DATA RECORDS:
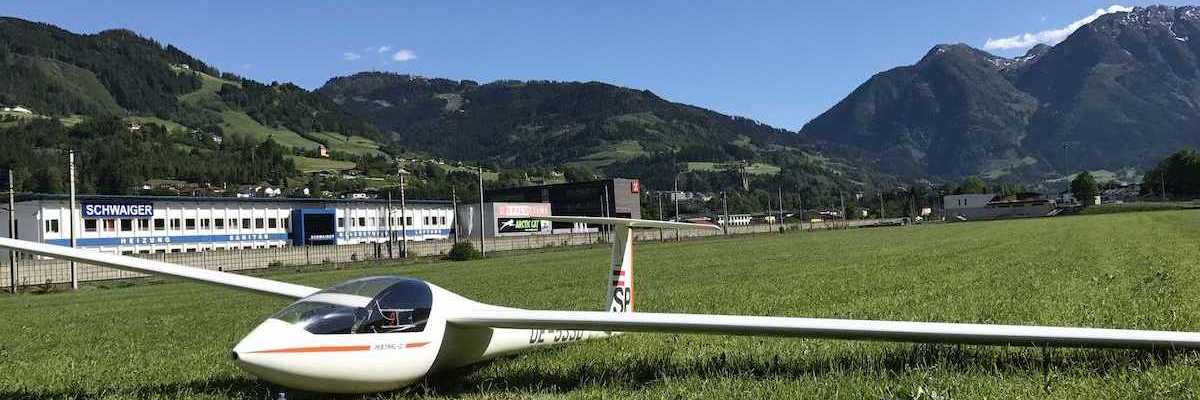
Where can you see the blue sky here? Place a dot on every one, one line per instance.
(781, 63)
...
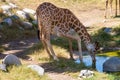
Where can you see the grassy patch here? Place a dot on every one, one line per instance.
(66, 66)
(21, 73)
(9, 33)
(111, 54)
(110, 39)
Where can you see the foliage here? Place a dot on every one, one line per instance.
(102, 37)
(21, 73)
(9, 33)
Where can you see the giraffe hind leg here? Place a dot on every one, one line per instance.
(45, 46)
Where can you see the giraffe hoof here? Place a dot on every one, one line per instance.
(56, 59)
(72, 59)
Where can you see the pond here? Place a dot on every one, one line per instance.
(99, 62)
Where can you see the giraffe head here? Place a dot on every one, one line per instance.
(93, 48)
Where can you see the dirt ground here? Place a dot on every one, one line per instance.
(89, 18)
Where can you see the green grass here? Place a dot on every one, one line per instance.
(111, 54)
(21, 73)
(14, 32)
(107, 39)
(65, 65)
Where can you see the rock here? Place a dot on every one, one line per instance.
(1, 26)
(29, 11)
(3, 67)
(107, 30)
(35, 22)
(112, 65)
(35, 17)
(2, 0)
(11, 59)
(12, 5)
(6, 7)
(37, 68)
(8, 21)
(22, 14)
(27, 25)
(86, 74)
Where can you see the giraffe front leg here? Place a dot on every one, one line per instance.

EXERCISE INSTRUCTIONS:
What you return should be exactly the lines above, starting at the one with "Where can you see the pond" and ending at the one with "Where can you see the giraffe front", and nothing else.

OUTPUT OF THE EXERCISE:
Where can you see the pond here? Place a dot on every one, one line per instance.
(99, 62)
Where can you see the giraffe head here? Place a dot on every one, one line per instance.
(93, 48)
Where can you see the dirt ground here? Place a dot on every one, one line per instance.
(89, 18)
Where can you see the green grass here? Place a dot on every one, one line per instance.
(111, 54)
(21, 73)
(14, 32)
(107, 39)
(65, 65)
Where can you see the rock here? Place a dot on every one, one line per instance.
(1, 26)
(29, 11)
(3, 67)
(107, 30)
(35, 22)
(112, 65)
(35, 17)
(2, 0)
(11, 59)
(12, 5)
(6, 7)
(37, 68)
(8, 21)
(22, 14)
(27, 25)
(86, 74)
Where can you see the giraffe front leg here? Place a dot on every one, one line per instance.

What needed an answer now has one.